(Provided data)
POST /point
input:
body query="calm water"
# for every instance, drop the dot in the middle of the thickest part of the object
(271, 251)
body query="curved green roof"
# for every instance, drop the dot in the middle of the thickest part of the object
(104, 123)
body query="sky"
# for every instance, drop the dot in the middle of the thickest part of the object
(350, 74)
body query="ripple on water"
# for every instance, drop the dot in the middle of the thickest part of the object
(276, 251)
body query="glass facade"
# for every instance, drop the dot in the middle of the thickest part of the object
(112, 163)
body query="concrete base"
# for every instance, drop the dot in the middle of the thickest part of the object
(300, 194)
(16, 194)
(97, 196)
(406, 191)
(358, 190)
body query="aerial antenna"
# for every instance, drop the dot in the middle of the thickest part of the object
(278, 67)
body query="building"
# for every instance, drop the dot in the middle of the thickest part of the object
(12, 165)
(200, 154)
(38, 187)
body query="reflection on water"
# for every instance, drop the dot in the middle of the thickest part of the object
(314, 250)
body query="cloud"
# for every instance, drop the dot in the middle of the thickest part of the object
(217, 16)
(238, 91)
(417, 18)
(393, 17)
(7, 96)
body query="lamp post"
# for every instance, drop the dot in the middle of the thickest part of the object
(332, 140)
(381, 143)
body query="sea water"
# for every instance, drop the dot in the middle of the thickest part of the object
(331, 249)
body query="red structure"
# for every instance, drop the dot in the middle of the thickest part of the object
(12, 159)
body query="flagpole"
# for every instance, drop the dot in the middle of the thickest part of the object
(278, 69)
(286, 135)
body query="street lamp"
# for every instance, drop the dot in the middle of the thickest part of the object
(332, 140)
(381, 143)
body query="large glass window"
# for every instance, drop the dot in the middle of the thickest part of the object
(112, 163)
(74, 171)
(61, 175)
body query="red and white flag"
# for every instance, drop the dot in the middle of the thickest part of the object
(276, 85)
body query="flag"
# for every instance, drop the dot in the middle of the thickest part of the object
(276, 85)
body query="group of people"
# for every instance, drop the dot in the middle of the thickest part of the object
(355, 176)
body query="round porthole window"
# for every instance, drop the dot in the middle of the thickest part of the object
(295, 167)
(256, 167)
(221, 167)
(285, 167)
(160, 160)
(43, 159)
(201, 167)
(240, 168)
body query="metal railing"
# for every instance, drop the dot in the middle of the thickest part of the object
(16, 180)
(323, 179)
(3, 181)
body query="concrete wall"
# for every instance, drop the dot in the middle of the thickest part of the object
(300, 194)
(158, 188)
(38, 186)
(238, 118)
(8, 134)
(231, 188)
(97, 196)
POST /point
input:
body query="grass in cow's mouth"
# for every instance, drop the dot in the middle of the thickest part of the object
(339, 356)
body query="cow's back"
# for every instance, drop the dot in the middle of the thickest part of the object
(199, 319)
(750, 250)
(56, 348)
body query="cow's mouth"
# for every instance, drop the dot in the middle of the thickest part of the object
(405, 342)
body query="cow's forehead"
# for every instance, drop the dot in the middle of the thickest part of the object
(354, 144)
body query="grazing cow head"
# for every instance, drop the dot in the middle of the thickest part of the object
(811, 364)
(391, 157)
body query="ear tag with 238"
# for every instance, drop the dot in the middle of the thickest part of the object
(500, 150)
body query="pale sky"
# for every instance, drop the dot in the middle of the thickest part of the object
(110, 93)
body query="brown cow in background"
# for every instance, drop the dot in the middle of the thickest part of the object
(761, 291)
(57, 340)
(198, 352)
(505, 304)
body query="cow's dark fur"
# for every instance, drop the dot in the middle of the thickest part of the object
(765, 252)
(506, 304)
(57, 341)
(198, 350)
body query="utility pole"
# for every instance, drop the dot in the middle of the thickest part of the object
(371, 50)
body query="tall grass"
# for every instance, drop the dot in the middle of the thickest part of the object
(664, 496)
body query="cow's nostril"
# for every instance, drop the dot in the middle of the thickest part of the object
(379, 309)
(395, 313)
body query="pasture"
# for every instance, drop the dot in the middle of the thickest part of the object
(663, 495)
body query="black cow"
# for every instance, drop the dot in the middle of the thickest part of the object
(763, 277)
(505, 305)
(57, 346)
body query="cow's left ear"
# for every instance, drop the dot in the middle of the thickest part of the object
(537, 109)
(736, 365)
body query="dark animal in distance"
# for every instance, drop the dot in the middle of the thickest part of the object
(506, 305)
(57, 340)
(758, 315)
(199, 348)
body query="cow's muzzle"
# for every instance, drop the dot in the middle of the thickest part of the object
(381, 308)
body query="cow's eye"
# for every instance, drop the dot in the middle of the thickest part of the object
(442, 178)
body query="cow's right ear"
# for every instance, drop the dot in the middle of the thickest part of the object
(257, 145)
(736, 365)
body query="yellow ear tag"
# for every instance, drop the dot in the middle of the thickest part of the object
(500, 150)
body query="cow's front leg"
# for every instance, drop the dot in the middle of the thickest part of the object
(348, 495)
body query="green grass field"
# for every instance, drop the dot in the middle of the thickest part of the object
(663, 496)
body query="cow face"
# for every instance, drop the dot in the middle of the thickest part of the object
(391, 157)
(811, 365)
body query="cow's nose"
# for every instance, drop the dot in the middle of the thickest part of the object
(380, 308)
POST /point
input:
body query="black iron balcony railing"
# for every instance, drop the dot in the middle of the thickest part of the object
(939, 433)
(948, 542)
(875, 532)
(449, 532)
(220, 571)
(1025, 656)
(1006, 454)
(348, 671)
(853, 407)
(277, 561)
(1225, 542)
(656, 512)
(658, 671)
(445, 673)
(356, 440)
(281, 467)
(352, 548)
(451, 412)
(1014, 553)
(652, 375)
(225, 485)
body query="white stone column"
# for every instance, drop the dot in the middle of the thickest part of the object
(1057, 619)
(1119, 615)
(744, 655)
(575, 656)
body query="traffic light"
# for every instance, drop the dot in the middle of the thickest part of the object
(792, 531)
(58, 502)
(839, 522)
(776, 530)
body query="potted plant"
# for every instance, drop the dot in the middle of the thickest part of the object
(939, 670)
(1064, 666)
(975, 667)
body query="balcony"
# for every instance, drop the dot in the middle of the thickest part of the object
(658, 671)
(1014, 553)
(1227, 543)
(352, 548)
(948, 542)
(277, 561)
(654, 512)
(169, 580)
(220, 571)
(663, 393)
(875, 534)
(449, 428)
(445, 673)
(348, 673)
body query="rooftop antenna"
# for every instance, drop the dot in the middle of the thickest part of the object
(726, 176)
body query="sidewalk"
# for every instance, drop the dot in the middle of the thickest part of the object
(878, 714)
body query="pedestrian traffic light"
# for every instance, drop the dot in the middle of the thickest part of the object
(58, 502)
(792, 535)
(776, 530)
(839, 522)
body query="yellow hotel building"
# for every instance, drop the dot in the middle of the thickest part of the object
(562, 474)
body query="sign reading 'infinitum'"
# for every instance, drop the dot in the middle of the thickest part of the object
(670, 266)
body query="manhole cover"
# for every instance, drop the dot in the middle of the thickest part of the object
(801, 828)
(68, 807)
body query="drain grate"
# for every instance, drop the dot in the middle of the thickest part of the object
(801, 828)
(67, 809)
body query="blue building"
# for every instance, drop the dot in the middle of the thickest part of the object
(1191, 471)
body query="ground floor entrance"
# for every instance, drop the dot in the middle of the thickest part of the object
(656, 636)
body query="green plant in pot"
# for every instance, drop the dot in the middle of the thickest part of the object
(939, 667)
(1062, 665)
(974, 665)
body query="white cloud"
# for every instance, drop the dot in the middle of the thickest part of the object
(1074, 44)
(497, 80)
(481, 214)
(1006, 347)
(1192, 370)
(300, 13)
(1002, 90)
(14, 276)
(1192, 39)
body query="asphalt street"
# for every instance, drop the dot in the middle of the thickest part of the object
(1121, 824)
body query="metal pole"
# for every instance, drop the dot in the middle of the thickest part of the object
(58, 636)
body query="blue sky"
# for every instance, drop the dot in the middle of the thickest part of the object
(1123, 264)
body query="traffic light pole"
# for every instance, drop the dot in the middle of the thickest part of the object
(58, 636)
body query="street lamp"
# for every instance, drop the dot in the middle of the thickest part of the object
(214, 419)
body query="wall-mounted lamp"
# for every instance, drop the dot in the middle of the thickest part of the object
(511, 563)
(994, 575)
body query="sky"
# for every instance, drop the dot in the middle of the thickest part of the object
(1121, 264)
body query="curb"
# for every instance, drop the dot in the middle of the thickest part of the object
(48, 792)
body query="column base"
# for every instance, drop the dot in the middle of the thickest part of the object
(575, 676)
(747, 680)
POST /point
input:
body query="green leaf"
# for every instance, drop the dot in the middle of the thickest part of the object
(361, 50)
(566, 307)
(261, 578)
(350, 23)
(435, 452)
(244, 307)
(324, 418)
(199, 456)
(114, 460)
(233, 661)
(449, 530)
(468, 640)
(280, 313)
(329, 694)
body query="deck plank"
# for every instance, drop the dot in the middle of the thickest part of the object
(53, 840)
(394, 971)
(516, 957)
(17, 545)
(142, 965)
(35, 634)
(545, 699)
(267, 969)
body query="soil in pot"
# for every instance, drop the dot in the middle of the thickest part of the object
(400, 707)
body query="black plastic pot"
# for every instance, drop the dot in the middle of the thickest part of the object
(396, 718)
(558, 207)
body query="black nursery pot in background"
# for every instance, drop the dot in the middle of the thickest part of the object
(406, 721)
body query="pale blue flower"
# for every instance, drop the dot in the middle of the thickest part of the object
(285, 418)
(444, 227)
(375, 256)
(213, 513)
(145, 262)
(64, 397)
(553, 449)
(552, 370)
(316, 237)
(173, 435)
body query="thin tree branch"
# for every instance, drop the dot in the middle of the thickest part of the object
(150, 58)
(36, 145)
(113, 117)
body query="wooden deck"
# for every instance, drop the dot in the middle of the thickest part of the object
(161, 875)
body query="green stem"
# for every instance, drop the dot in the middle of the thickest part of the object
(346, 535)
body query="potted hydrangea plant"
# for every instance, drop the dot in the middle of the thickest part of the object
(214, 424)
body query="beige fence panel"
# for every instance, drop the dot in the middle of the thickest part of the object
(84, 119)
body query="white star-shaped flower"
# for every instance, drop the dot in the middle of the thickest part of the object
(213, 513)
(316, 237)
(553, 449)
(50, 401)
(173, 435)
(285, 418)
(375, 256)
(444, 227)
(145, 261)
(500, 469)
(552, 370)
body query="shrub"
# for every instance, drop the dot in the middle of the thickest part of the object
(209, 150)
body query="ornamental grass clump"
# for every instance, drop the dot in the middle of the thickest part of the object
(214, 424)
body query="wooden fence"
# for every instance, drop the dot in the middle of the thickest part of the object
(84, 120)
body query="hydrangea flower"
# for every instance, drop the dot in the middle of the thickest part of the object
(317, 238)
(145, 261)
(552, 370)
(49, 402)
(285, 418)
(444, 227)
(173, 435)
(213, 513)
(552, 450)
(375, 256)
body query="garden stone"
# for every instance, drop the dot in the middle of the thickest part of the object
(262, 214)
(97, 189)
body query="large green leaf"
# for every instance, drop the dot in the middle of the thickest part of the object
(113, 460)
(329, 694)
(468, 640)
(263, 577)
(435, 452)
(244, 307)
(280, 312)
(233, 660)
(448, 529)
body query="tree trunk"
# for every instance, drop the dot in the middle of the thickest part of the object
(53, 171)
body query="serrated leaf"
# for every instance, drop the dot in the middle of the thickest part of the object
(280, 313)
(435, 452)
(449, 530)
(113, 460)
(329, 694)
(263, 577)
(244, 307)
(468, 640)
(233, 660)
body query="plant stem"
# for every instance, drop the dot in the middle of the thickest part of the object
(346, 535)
(End Provided data)
### Task statement
All lines in the entries above that include "water" should be found and copied.

### Reply
body query="calm water"
body query="ripple on water"
body query="reflection on water"
body query="sea water"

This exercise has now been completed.